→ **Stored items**
_ _ _ _

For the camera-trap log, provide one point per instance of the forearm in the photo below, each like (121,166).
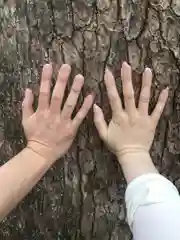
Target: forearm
(135,164)
(18,176)
(152,201)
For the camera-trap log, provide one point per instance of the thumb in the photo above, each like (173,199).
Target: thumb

_ _ _ _

→ **Stated task**
Put every line of the rows above into a JSON list of strings, one string per line, skipping blank lines and leaving out the picture placeholders.

→ **Task output**
[
  "For the camera-trap log, provide one point per instance of the forearm in the photo below, each like (121,166).",
  "Target: forearm",
  "(135,164)",
  "(18,176)",
  "(152,201)",
  "For the camera-trap log, provide one point per instance of the thumb in the photo above, each like (173,199).",
  "Target: thumb"
]